Text passage

The evaluation of pilot Youth Offending Teams did purposefully evaluate the implementation and impact of the new final warning scheme, and Holdaway et al (2001) noted several problems at the pilot stage. These included problems with the use of the police gravity ratings where inconsistencies were apparent even within the same force; lack of clarity about the young offender’s admission of guilt; and inappropriate advice being given to young offenders. More detailed analysis of interviews with six young people subject to a final warning throws more light on these issues, particularly in relation to the important question of guilt of the young person. In most cases young people do not deny the “facts” of the case, but they present a different interpretation of events, and deny any notion that their behaviour was “a crime”. For instance, Holdaway et al (2001) uses the example of the young person who was given a final warning for the theft of a hi-fi speaker. The circumstances of this incident as described by the young person were that he had taken the speaker from what he thought was a tip. He wanted it to do a GCSE project for school. The tip was actually the property of a recycling company. His mother confirmed the circumstances, adding that she too thought the recycling company was just a dump.
Despite this, they agreed to a final warning, and their description of the process suggests the subtle pressures that come into play when making such a decision. The mother described how she had received a message on her answering machine from the police informing her that her son was at the police station. She explained that her son had to stay at the police station overnight because there was no-one on whom she could call to mind her other children to go to the police station. When she arrived at the police station she was told by the officer that if it had been up to him her son would have been taken to court rather than being given a warning. She felt this was harsh given that in her words her son was “stupid, not bad”, explaining how her son had got involved in this offence because he had been barred from the local skating rink, and as a consequence had got involved with these local youths on the street. It appears that she felt powerless to affect the decision made by the police. Many parents described how they had been having difficulties with their child but had not been able to obtain help or support with them. Whilst they appreciated the support which came from the Youth Offending Team with the final warning they were disturbed that their child had to be officially sanctioned by the system in this way to be able to obtain this.
Some incidents were quite serious, but even here there appear to be extenuating circumstances which highlight the often difficult and complex lives which many of these young people live. For instance the schoolboy who joined some friends in stealing money from other schoolboys was estranged from his family and living in a young men’s hostel. The young woman who smashed a double glazed window at the children’s home where she was living was described as having numerous problems including only recently having moved to that home.

Work to do
A. In the text on the final warning scheme, what did the young person want the hi-fi speaker for?
B. Carry on the text about the final warning scheme for young offenders from its last sentence.
The records that come next are drawn from a separate source.

(Excerpts from a point labeling dataset)
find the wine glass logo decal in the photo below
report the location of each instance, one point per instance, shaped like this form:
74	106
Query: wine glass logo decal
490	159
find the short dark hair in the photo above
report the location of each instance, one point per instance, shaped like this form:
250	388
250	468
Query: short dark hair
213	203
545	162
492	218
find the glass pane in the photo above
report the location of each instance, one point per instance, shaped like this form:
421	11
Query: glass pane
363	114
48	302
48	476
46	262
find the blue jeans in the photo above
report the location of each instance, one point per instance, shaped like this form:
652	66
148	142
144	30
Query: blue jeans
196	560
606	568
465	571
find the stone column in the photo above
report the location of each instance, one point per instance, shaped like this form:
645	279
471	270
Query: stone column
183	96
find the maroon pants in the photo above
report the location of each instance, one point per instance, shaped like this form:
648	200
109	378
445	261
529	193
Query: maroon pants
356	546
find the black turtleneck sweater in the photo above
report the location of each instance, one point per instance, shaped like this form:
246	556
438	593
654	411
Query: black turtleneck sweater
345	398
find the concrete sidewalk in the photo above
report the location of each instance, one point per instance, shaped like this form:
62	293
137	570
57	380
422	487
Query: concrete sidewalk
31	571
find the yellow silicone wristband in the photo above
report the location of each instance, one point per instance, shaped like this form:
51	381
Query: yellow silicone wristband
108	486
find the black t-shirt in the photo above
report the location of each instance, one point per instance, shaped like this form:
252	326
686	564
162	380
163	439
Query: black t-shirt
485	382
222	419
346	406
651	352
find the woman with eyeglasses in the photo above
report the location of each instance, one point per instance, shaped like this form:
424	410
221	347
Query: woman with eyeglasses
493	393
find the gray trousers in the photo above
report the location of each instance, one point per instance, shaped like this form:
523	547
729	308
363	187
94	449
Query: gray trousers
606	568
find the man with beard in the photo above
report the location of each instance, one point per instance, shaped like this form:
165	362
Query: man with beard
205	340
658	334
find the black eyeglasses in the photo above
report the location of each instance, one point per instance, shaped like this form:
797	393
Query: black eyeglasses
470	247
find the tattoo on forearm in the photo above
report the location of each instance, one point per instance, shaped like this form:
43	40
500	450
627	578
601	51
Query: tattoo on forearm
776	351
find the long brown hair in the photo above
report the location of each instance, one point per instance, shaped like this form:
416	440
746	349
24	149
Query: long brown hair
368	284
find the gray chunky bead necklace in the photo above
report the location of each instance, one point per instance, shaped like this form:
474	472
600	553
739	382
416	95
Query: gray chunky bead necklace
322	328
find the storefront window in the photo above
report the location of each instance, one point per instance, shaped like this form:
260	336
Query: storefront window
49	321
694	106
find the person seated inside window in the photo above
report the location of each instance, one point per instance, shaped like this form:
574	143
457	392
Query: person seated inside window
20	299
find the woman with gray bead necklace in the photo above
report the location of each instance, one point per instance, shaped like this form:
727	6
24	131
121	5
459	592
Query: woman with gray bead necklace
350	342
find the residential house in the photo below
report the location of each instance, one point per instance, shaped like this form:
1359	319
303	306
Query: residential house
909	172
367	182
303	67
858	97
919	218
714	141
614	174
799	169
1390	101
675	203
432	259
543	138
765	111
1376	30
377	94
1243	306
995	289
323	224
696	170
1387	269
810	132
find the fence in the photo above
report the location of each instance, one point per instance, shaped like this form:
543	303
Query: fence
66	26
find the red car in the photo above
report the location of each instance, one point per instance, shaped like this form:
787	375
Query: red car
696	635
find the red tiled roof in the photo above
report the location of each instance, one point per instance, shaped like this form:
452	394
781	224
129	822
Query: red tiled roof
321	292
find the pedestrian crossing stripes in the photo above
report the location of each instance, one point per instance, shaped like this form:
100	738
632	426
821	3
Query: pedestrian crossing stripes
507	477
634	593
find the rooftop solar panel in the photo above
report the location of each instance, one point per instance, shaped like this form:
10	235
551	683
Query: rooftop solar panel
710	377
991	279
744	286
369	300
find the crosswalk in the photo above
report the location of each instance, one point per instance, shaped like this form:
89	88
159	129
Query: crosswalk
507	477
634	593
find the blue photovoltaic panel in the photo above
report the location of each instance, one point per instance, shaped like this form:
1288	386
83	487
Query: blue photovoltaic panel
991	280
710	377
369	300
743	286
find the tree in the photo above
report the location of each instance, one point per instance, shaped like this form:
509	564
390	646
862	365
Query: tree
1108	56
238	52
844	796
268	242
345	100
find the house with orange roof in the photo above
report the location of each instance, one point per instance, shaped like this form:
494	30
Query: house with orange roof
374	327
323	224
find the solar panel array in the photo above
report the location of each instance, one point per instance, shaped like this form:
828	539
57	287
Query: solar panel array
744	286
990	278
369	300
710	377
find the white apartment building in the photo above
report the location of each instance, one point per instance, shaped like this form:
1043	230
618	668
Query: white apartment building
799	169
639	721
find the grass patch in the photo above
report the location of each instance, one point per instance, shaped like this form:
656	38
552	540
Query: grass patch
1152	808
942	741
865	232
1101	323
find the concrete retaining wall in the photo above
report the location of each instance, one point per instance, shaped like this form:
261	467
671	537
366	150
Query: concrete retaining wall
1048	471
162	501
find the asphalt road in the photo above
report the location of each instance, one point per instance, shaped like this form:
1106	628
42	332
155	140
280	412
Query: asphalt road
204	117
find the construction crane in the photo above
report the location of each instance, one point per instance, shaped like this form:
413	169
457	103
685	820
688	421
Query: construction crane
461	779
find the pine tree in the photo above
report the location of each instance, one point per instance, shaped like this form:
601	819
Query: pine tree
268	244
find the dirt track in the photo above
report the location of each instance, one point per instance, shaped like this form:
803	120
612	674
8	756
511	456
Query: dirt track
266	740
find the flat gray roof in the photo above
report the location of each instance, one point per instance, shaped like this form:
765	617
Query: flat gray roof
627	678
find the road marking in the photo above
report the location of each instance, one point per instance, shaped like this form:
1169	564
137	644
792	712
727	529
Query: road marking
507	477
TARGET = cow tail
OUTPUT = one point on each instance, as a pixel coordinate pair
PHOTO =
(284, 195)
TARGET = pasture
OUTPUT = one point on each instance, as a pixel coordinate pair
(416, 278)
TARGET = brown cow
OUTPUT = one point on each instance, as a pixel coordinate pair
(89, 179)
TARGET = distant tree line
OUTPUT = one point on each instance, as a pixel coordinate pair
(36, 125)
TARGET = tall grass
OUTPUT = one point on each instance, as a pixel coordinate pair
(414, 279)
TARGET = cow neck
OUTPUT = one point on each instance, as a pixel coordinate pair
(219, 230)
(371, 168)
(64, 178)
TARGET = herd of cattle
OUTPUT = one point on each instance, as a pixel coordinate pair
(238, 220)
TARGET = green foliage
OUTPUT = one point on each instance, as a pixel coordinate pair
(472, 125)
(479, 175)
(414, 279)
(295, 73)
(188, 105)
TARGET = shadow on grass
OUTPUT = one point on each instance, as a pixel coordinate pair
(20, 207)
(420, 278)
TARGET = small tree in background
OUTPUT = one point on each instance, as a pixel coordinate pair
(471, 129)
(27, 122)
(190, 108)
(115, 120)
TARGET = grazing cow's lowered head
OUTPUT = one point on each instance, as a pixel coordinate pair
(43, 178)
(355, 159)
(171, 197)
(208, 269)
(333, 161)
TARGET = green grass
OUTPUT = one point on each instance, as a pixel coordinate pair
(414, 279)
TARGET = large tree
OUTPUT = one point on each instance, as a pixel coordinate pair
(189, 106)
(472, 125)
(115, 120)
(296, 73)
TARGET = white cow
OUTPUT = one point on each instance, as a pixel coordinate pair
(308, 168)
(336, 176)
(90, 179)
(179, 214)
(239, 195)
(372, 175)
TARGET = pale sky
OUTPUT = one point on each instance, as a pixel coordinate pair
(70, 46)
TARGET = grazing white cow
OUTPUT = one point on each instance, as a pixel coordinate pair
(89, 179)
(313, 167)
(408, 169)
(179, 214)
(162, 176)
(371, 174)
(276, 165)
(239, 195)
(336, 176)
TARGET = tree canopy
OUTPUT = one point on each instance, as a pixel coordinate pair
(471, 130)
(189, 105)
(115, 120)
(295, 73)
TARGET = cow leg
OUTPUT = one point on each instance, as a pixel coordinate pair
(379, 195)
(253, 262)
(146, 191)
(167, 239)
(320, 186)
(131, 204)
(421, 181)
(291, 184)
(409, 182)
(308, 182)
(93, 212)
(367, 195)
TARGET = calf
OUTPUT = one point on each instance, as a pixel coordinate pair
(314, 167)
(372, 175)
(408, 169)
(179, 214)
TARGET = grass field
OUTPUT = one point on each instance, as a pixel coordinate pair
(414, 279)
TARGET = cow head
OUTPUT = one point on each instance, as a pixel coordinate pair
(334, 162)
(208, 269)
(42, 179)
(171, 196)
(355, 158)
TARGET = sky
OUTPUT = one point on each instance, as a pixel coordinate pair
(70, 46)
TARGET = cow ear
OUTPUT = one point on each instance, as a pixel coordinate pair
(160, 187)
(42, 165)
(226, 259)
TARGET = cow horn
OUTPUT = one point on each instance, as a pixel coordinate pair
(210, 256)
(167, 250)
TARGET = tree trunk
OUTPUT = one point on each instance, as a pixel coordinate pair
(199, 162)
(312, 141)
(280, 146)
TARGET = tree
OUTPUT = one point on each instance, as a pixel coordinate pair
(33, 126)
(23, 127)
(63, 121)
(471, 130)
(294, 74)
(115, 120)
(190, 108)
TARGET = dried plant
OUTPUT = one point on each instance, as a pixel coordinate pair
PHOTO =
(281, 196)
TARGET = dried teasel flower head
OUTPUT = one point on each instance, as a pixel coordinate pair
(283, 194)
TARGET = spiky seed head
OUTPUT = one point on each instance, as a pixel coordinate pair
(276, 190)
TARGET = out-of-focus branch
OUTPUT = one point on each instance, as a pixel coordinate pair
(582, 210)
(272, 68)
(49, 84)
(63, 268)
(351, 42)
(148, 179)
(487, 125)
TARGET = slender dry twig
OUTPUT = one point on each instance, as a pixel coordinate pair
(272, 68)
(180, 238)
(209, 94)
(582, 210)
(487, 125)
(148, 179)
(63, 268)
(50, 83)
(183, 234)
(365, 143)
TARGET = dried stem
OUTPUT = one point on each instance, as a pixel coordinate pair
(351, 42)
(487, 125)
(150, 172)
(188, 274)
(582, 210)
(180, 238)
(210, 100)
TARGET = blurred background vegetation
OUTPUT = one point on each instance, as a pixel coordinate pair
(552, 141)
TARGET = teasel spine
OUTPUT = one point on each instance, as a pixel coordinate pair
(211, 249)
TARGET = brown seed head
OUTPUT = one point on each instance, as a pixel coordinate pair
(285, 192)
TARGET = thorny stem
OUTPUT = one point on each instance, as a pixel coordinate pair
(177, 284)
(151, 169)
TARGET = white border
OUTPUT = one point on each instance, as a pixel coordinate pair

Exercise answers
A. He wanted it to do a GCSE project for school.

B.
Such issues and confusions might have been unsurprising in the early stages of implementation of a new policy, but these same themes were also apparent in the Pathways project which was undertaken five years later. There are more final warning cases in this study and thus greater scope for analysis of the issues that emerge. The issue about alternative interpretation of events is the one which emerges most clearly.
Stephen and Squires (2004) argue that young offenders are children, and entitled to be children. The police often do not respond to young offenders’ behaviour as childish even though the young person’s description presents it as such. For example, one boy and two friends were given a final warning for trespass because they had built a “den” on an embankment which turned out to be railway property. This may have been a dangerous thing to do, but clearly the intent was childish rather than criminal. Another example is a boy who described his behaviour thus:
“I was with me mates, just used to go out. When we got bored, when there was nothing to do, we just used to go out with each other and went and bought some eggs from the shop and just go round egging windows.”
This behaviour, now seen as childish by the boy himself, is obviously a problem for the people whose windows were egged, and the example raises an interesting question about the boundary between anti-social behaviour and crime. This is the sort of act that one would anticipate would fall within anti-social legislation, but here it has been dealt with as a criminal offence.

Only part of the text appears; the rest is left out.